■ Work item:
Every entry that follows is to be set down exactly, with its pictures omitted.

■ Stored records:
[Start of Attachment]
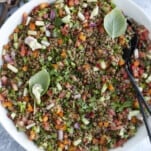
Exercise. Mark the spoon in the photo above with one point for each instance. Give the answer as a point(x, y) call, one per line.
point(7, 5)
point(127, 54)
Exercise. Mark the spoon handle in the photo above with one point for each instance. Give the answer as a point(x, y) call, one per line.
point(4, 14)
point(137, 90)
point(141, 101)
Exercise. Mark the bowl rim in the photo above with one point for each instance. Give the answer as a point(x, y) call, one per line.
point(26, 144)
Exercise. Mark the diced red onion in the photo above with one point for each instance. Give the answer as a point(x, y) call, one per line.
point(52, 14)
point(92, 24)
point(45, 15)
point(15, 87)
point(4, 80)
point(13, 54)
point(77, 96)
point(60, 135)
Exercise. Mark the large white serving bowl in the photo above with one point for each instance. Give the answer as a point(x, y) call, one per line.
point(138, 143)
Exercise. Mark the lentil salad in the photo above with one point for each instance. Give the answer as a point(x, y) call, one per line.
point(85, 106)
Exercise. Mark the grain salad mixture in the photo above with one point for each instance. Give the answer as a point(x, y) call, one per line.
point(63, 80)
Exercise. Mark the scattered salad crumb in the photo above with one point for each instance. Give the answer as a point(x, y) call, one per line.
point(63, 80)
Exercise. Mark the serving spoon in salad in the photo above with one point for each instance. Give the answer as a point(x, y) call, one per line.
point(127, 54)
point(7, 5)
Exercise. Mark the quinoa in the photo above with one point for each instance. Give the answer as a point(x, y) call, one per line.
point(90, 104)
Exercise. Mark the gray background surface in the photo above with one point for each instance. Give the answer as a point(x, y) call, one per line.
point(7, 143)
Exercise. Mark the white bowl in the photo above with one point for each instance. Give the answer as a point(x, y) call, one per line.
point(138, 143)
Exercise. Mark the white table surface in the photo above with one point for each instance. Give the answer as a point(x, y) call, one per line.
point(8, 144)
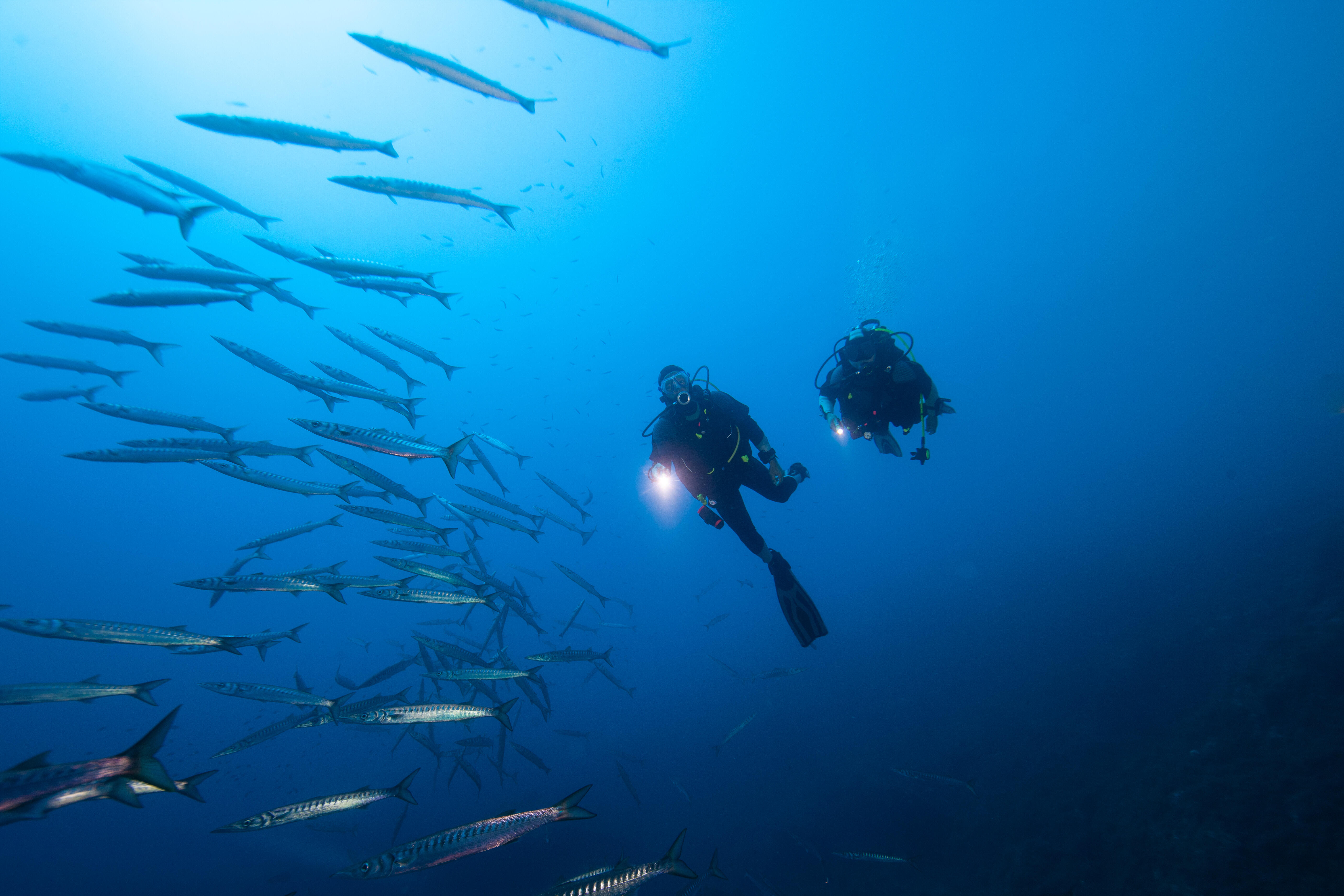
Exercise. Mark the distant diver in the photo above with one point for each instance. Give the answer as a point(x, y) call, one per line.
point(877, 382)
point(703, 436)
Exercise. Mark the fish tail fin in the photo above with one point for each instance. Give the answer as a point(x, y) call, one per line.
point(122, 792)
point(146, 687)
point(189, 785)
point(661, 50)
point(144, 765)
point(157, 351)
point(674, 859)
point(404, 789)
point(570, 809)
point(502, 714)
point(190, 218)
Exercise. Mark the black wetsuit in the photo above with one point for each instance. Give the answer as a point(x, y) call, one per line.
point(888, 393)
point(709, 444)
[End of Attachment]
■ Answer box:
Exercise. Mark the spoon in the photo above with one point for each instance. Give the answer as a point(x, y) call, one per line.
point(7, 5)
point(127, 54)
Exercise. Mark the spoon handle in the photo above with one point for each instance. Give the answer as a point(x, y) call, one per line.
point(4, 14)
point(137, 90)
point(141, 101)
Exercise. Mark the bowl rim in the photo above with one point for each instance. Give the answer as a point(x, y) call, one per line.
point(26, 144)
Exercise. Mark the diced red onion in the photo above with one point for each instance. Give the answer as a point(x, y) call, one per line.
point(52, 14)
point(92, 24)
point(45, 15)
point(15, 87)
point(4, 80)
point(13, 54)
point(77, 96)
point(60, 135)
Exercise. Mark the large white serving bowl in the photo above with one point for each instance. Give the answer as a point(x, y) call, one per line.
point(138, 143)
Exercise. Mark the lentil salad in the photo above with one point for each instance. Give the answer as a point(x, y) call, one per line.
point(85, 106)
Exercise. Mark the grain salad mixture in the photo above with one point for each instance. Give the answer as a point(x, y) call, one per line.
point(63, 80)
Exercise. Mark the scattered salad crumb in the photo above with one point for each instance. Give the answer as a point(x, y) call, one per line.
point(63, 80)
Exercise. Mark the serving spoon in salad in the photo above with one point for each instance. Give the answer as a point(x, y) call, one per line.
point(127, 54)
point(7, 5)
Exercise. Mark the quinoa in the photo above with one point for each instance. Give the answer as a point(x, y) call, one per line.
point(90, 104)
Exercise. Mark the gray background surface in the photo above with one point for each instance. Give the answer as a point(x, y) call, one per line.
point(7, 143)
Exercise. Mark the white bowl in the photo above with one point for each instance. Give the answer as a point(x, y) call, one per line.
point(138, 143)
Exercise. Mark the white table surface in the photo above with one point for each instance. Give the answer as a point(x, y) call, one per line.
point(8, 144)
Exercise. Mark the distant diver in the photo above with one point for each instance. Give the answer as a point(x, y) call, one per line.
point(877, 382)
point(703, 436)
Exercise. Mark the fish tail fin in the photo above with one point for each instance. Give the answer as a point(x, y) call, one per line.
point(122, 792)
point(146, 687)
point(189, 785)
point(661, 50)
point(144, 765)
point(157, 351)
point(674, 859)
point(404, 789)
point(570, 809)
point(502, 714)
point(190, 218)
Exercise. Mark the black wetsuit in the photo above with one point for each instance. Give the answer as a point(x, y) call, one per line.
point(888, 393)
point(709, 444)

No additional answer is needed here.